BEGIN

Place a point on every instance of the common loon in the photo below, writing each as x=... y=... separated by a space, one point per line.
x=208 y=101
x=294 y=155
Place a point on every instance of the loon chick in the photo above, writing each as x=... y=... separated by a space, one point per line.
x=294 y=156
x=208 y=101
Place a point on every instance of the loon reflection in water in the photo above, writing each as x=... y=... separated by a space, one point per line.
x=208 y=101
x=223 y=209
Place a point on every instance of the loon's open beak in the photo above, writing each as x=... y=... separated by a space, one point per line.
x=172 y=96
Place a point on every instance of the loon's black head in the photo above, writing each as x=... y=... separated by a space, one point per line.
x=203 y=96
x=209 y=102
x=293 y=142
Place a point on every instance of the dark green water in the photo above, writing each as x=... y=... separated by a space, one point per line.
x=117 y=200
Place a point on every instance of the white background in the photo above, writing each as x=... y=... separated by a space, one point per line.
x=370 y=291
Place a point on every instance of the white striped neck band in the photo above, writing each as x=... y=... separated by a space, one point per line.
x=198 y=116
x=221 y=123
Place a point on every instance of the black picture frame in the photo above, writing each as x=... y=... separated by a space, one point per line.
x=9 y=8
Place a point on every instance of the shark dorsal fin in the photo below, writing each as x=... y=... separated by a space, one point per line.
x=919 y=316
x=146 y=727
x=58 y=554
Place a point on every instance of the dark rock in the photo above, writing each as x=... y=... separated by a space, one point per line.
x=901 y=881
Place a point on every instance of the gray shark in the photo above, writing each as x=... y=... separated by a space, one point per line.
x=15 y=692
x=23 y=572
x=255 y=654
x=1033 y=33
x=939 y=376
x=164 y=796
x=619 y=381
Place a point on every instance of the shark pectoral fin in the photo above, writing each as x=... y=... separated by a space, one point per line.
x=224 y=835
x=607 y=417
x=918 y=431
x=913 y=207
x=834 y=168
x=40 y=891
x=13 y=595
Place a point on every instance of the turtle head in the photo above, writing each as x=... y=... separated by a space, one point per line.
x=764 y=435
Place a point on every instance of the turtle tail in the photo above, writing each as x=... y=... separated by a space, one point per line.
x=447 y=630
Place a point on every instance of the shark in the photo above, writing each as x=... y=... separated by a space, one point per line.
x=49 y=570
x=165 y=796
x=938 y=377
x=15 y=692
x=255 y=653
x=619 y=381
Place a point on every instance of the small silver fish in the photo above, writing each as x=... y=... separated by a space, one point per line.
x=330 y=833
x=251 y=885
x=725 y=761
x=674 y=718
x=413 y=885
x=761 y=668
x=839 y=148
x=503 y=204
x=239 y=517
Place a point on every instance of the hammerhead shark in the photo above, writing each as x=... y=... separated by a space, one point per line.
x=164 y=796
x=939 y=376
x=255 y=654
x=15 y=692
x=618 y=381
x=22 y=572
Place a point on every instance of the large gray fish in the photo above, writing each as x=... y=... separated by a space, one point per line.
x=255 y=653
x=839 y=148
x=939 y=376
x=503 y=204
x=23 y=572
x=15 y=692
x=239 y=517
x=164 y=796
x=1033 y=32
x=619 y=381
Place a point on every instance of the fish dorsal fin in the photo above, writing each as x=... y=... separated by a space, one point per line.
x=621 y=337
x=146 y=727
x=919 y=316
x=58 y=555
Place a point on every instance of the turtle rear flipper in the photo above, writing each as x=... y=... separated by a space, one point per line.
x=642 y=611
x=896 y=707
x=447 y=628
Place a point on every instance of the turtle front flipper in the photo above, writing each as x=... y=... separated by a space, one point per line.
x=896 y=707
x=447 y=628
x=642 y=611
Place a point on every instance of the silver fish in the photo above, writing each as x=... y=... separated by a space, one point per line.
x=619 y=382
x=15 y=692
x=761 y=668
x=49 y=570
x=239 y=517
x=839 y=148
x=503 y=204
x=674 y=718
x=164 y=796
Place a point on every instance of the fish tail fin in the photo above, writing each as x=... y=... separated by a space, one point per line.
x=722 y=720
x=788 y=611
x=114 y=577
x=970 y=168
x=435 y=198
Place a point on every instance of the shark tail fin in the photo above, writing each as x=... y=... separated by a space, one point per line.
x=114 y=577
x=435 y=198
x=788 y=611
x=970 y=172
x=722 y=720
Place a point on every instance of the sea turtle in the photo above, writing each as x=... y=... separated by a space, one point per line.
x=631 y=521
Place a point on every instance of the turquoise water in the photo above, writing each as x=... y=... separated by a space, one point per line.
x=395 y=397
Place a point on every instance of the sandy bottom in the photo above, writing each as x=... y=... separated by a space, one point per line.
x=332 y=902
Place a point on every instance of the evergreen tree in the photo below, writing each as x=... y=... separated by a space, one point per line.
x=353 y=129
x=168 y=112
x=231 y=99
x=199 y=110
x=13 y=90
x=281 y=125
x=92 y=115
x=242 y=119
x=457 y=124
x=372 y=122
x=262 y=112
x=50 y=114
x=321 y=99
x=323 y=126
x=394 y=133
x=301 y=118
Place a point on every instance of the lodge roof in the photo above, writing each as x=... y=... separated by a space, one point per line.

END

**TASK INSTRUCTIONS:** Please give all the lines above again, exactly as they read.

**TASK RESULT:**
Place a point on every instance of the common loon in the photo below, writing each as x=... y=... separated by a space, one point per line.
x=208 y=101
x=294 y=155
Place a point on every instance of the loon chick in the photo above, writing each as x=... y=... separated by a space, one point per line.
x=294 y=156
x=208 y=101
Place a point on every instance of the loon reflection in water in the photo above, writing each as x=... y=... separated by a space, one point per line.
x=208 y=101
x=223 y=209
Place a point on every instance of the loon's open beak in the photo above, writing each as x=... y=... separated by a space, one point per line.
x=172 y=96
Place a point on every instance of the loon's black head in the photo above, writing each as x=... y=... separated by a space, one point per line.
x=203 y=96
x=209 y=102
x=293 y=142
Place a point on every instance of the dark green water in the photo above, writing each as x=... y=... separated by a space, one point per line.
x=117 y=200
Place a point on every instance of the white background in the photo above, writing each as x=... y=... separated by a space, one point per line.
x=370 y=291
Place a point on every instance of the white striped neck band in the photo above, writing each as x=... y=... separated by a space, one point per line.
x=198 y=116
x=221 y=123
Place a point on every instance of the black picture frame in the photo above, writing each as x=... y=... separated by a space, one point per line.
x=9 y=8
Place a point on every instance of the shark dorsal fin in the photo below, writing each as x=... y=... separated by a space, one point per line.
x=919 y=316
x=146 y=727
x=58 y=554
Place a point on every instance of the dark rock in the photo above, writing each as x=... y=... separated by a space, one point per line.
x=901 y=881
Place a point on every instance of the gray shark in the photo above, writing each as x=... y=... separated by a space, one point per line.
x=15 y=692
x=23 y=572
x=255 y=654
x=1033 y=33
x=939 y=376
x=164 y=796
x=619 y=381
Place a point on every instance of the shark pectoral fin in the photo above, writing each as x=... y=... separated by a space, one point per line.
x=224 y=835
x=607 y=417
x=918 y=431
x=913 y=207
x=834 y=168
x=40 y=891
x=13 y=595
Place a point on every instance of the turtle head in the photo above, writing each as x=... y=... separated by a space, one point per line.
x=764 y=435
Place a point on every instance of the turtle tail in the photo above, writing each as x=... y=... separated by a space, one point per line.
x=447 y=630
Place a point on every instance of the shark in the photo above, writing each as x=... y=... separated by a space, one point per line.
x=49 y=570
x=165 y=796
x=938 y=377
x=15 y=692
x=255 y=653
x=619 y=381
Place a point on every instance of the small silver fish in the photo above, writing each as x=... y=... separated by a space, one point per line.
x=330 y=833
x=251 y=885
x=725 y=761
x=674 y=718
x=413 y=885
x=761 y=668
x=839 y=148
x=503 y=204
x=239 y=517
Place a point on every instance of the hammerhead shark in the photo above, writing each as x=... y=... separated by a space, one point per line.
x=164 y=796
x=939 y=376
x=255 y=654
x=15 y=692
x=618 y=381
x=22 y=572
Place a point on every instance of the large gray fish in the photo above, writing each as x=... y=... separated by a space, one point per line.
x=255 y=653
x=839 y=148
x=939 y=376
x=503 y=204
x=23 y=572
x=15 y=692
x=239 y=517
x=164 y=796
x=1033 y=32
x=619 y=381
Place a point on every instance of the fish dorsal fin in the photo above, writing each as x=... y=... separated by a space, one point per line.
x=621 y=337
x=146 y=727
x=919 y=316
x=58 y=555
Place a point on every instance of the turtle rear flipper in the photo above, writing each as x=... y=... separated by a space, one point per line.
x=642 y=611
x=896 y=707
x=447 y=628
Place a point on every instance of the turtle front flipper in the photo above, writing each as x=... y=... separated by a space, one point per line.
x=896 y=707
x=447 y=628
x=642 y=611
Place a point on every instance of the silver fish in the photo above, writing each as x=... y=... separated by a space, one point per line.
x=619 y=382
x=15 y=692
x=761 y=668
x=49 y=570
x=239 y=517
x=839 y=148
x=503 y=204
x=674 y=718
x=164 y=796
Place a point on every instance of the fish tail fin in the photo above, writing each as x=... y=... separated by a space, one point per line.
x=722 y=720
x=788 y=611
x=114 y=577
x=970 y=168
x=435 y=198
Place a point on every instance of the shark tail fin in the photo above, writing each as x=... y=... separated by a space, one point per line.
x=114 y=577
x=435 y=198
x=788 y=611
x=970 y=172
x=722 y=720
Place a point on every instance of the sea turtle in the photo above, writing each as x=... y=... separated by a space, one point per line.
x=631 y=521
Place a point on every instance of the turquoise water in the photo above, writing each as x=... y=... separated by a space, one point per line.
x=395 y=397
Place a point on every instance of the sandy bottom in the photo above, writing each as x=... y=... separated by a space, one point per line.
x=332 y=902
Place a point on every instance of the evergreen tree in the photo below, writing each as x=... y=... separated by a space, one point per line.
x=353 y=129
x=168 y=112
x=231 y=99
x=199 y=110
x=13 y=90
x=281 y=125
x=92 y=115
x=242 y=119
x=457 y=124
x=372 y=122
x=262 y=112
x=50 y=114
x=321 y=99
x=323 y=126
x=394 y=133
x=301 y=118
Place a point on every instance of the lodge roof in the photo above, writing each as x=... y=... separated by a space, one point per line.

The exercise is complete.